* Task to carry out:
Copy the listing below, switching every occurrence of "one per instance" to "one per object" and leaving all else unchanged.

__________

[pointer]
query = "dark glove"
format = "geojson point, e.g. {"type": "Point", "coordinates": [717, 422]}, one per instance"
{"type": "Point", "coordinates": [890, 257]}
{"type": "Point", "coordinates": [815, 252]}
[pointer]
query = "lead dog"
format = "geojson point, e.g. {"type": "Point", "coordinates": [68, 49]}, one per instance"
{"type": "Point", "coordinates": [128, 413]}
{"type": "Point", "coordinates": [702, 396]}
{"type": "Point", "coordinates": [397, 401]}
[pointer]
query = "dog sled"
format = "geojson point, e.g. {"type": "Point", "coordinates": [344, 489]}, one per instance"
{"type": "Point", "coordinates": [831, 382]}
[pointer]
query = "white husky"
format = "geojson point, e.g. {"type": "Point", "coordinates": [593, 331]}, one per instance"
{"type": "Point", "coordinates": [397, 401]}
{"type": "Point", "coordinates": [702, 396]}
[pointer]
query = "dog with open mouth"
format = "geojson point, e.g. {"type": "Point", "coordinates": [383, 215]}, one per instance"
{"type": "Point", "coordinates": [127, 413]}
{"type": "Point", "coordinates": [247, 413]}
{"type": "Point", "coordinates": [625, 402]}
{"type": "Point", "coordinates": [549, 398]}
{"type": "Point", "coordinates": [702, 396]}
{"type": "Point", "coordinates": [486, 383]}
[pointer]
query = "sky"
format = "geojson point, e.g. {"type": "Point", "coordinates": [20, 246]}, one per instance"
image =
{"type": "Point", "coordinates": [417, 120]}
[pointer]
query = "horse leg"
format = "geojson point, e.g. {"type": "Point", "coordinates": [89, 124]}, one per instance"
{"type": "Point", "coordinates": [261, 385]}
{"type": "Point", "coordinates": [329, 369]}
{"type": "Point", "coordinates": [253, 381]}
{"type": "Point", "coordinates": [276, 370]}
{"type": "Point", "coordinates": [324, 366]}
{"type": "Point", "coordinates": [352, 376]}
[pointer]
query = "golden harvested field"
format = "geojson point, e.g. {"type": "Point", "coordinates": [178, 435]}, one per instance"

__________

* Solved problem:
[pointer]
query = "dark glove"
format = "geojson point, e.g. {"type": "Point", "coordinates": [717, 422]}, one per object"
{"type": "Point", "coordinates": [890, 257]}
{"type": "Point", "coordinates": [815, 252]}
[pointer]
query = "lead dog"
format = "geojson point, e.g. {"type": "Point", "coordinates": [68, 49]}, one per object"
{"type": "Point", "coordinates": [128, 413]}
{"type": "Point", "coordinates": [702, 396]}
{"type": "Point", "coordinates": [397, 401]}
[pointer]
query = "dog sled"
format = "geojson point, e.g. {"type": "Point", "coordinates": [344, 489]}, one per object"
{"type": "Point", "coordinates": [831, 382]}
[pointer]
query = "white husky"
format = "geojson point, e.g. {"type": "Point", "coordinates": [593, 331]}, one per object"
{"type": "Point", "coordinates": [397, 401]}
{"type": "Point", "coordinates": [702, 396]}
[pointer]
query = "dog with open mouth"
format = "geojson point, e.g. {"type": "Point", "coordinates": [383, 215]}, one per object"
{"type": "Point", "coordinates": [127, 413]}
{"type": "Point", "coordinates": [247, 413]}
{"type": "Point", "coordinates": [625, 402]}
{"type": "Point", "coordinates": [549, 398]}
{"type": "Point", "coordinates": [702, 396]}
{"type": "Point", "coordinates": [486, 383]}
[pointer]
query = "sky"
format = "geojson point, e.g. {"type": "Point", "coordinates": [20, 246]}, one per object"
image =
{"type": "Point", "coordinates": [417, 120]}
[pointer]
query = "horse leg"
format = "geojson point, e.g. {"type": "Point", "coordinates": [89, 124]}, one per object"
{"type": "Point", "coordinates": [261, 385]}
{"type": "Point", "coordinates": [329, 369]}
{"type": "Point", "coordinates": [253, 381]}
{"type": "Point", "coordinates": [276, 370]}
{"type": "Point", "coordinates": [324, 366]}
{"type": "Point", "coordinates": [352, 376]}
[pointer]
query = "golden harvested field"
format = "geojson point, e.g. {"type": "Point", "coordinates": [178, 435]}, one per object"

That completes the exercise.